■ **Schriftliche Aufgabe 1**
Welche Kammer hat laut dem Textblock den Beschluss vom 10. Januar 2025 erlassen?
#### Textblock ####
Schlagwort: EPG

EPG, UPC_CFI_249/2023: Verzinsung

EPG, Lokalkammer München, Beschl. v. 10. Januar 2025 – UPC_CFI_249/2023

Leitsatz aus der Entscheidung:

Zu erstattende Verfahrenskosten und Auslagen werden im Kostenfestsetzungsverfahren nicht verzinst.

Aus der Entscheidungsbegründung:

Weder das Übereinkommen über ein Einheitliches Patentgericht noch die Verfahrensordnung sehen eine Verzinsung von festgesetzten Kosten im Kostenfestsetzungsverfahren vor.

Eine entsprechende Anwendung der Regeln 125 [→ Gesondertes Verfahren zur Festsetzung der Höhe des angeordneten Schadenersatzes] und 131 VerfO [→ Inhalt des Antrags auf Festsetzung von Schadensersatz], welche die Verfahren zur Festsetzung von Schadenersatz und Entschädigung regeln und eine Verzinsung ausdrücklich vorsehen, scheidet aus. Es fehlt an einer planwidrigen Regelungslücke. Die beiden zitierten Vorschriften zeigen vielmehr, dass dem Gesetzgeber die Problematiken des Zeitverzugs und der Inflation bewusst war. Gleichwohl hat der Gesetzgeber für die Kostenerstattung keine Verzinsung vorgesehen.
####
■ **Schriftliche Aufgabe 2**
Suche aus den Datensätzen unten jede Zeile heraus, in der die Zeichenfolge "pink" vorkommt.
#### Extrahierte Angaben ####
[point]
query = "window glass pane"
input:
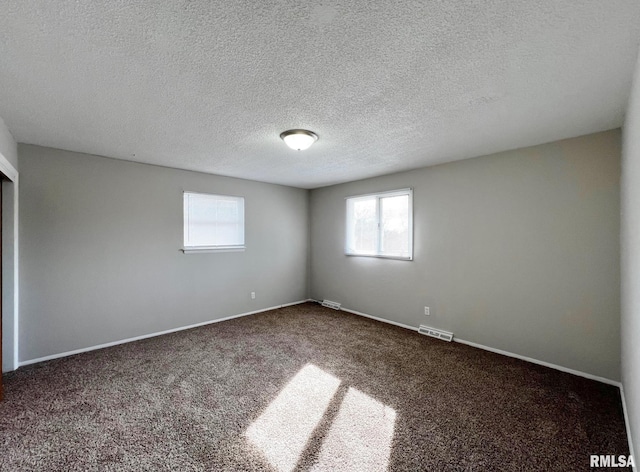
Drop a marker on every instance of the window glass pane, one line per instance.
(364, 226)
(394, 223)
(213, 220)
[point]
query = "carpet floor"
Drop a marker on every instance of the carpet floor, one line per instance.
(302, 388)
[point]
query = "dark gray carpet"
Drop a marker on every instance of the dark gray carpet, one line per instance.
(303, 388)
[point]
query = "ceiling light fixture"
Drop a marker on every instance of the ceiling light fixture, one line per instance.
(299, 139)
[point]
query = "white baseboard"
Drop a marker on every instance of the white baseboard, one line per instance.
(536, 361)
(395, 323)
(499, 351)
(151, 335)
(627, 425)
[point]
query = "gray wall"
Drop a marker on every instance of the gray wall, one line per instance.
(518, 251)
(8, 146)
(100, 257)
(9, 150)
(630, 257)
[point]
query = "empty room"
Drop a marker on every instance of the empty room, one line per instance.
(334, 236)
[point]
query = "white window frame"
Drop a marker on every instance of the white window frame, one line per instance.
(194, 248)
(378, 195)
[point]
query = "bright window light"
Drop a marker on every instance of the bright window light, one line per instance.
(360, 436)
(380, 225)
(281, 432)
(213, 222)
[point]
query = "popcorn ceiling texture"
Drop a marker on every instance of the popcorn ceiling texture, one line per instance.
(388, 86)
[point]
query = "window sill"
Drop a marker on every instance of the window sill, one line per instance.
(205, 250)
(381, 256)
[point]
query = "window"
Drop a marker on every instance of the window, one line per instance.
(381, 225)
(213, 222)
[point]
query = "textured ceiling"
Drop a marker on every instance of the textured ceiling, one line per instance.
(388, 86)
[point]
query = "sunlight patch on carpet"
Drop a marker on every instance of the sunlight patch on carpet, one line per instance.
(283, 429)
(360, 436)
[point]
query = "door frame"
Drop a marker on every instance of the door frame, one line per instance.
(10, 298)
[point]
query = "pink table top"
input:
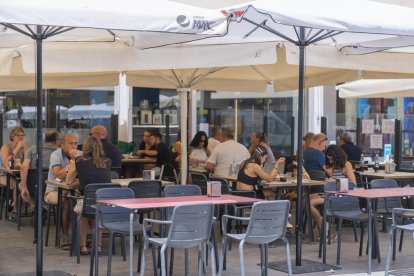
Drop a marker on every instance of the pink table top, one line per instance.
(380, 193)
(159, 202)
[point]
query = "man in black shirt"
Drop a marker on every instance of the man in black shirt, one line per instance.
(161, 152)
(352, 151)
(111, 151)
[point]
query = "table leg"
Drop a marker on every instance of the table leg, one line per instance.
(309, 215)
(131, 243)
(6, 212)
(96, 241)
(369, 234)
(58, 218)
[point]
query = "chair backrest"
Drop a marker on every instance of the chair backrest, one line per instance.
(113, 214)
(224, 184)
(200, 180)
(385, 205)
(268, 221)
(181, 190)
(89, 197)
(169, 173)
(316, 175)
(146, 188)
(191, 225)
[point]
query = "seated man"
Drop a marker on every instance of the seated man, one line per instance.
(226, 154)
(60, 162)
(160, 151)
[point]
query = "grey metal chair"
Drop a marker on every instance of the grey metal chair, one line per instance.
(88, 210)
(200, 180)
(174, 191)
(116, 220)
(190, 226)
(397, 212)
(267, 223)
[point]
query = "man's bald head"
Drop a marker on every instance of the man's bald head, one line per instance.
(98, 131)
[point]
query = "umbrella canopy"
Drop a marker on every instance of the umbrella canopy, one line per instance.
(139, 25)
(389, 88)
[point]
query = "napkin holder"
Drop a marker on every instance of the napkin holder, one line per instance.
(214, 188)
(342, 185)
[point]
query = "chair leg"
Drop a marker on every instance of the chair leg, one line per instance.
(162, 255)
(49, 209)
(338, 250)
(144, 255)
(361, 240)
(241, 254)
(139, 252)
(111, 245)
(171, 261)
(186, 262)
(222, 255)
(390, 246)
(262, 261)
(287, 250)
(354, 227)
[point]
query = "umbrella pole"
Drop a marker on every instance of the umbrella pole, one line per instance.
(299, 226)
(183, 93)
(39, 84)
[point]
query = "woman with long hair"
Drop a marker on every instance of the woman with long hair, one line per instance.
(199, 152)
(259, 138)
(12, 154)
(91, 167)
(251, 171)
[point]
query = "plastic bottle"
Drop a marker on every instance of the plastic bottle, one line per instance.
(361, 161)
(376, 163)
(11, 160)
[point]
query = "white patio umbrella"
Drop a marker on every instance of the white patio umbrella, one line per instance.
(323, 22)
(388, 88)
(138, 24)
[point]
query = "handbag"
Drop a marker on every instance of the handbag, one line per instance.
(79, 206)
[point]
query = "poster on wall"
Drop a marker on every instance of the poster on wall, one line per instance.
(388, 126)
(367, 126)
(376, 141)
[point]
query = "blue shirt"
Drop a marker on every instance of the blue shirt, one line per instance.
(313, 160)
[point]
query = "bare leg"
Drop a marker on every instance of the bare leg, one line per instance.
(65, 216)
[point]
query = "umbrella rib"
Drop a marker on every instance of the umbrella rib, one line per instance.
(164, 77)
(255, 28)
(203, 76)
(14, 28)
(264, 27)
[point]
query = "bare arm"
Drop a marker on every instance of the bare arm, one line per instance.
(5, 155)
(350, 172)
(24, 169)
(210, 167)
(70, 177)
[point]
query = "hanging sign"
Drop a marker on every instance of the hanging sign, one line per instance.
(367, 126)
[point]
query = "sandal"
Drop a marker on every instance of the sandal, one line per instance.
(84, 250)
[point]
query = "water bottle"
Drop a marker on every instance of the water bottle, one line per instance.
(376, 163)
(361, 161)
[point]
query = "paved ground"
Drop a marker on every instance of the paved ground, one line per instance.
(17, 255)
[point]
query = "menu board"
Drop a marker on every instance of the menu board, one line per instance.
(388, 126)
(367, 126)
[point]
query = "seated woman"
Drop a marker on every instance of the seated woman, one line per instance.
(12, 154)
(338, 167)
(251, 171)
(198, 149)
(91, 167)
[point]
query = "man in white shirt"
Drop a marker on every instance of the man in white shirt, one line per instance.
(214, 139)
(225, 154)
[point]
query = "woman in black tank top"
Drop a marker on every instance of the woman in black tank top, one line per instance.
(251, 171)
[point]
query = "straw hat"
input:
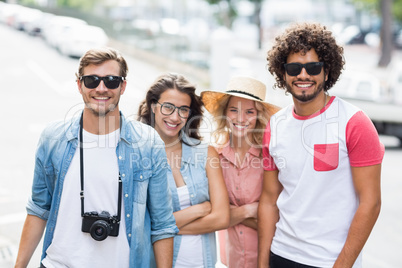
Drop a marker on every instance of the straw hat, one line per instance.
(239, 86)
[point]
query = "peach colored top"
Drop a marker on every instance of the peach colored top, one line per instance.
(239, 244)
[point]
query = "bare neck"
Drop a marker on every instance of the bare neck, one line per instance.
(311, 107)
(101, 125)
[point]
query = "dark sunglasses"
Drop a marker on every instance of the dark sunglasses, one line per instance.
(93, 81)
(168, 108)
(312, 68)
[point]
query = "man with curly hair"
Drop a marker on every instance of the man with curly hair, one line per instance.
####
■ **Antwort 1**
Die Lokalkammer München des EPG.

■ **Antwort 2**
query = "pink table top"
Drop a marker on every instance of the pink table top, one line per instance.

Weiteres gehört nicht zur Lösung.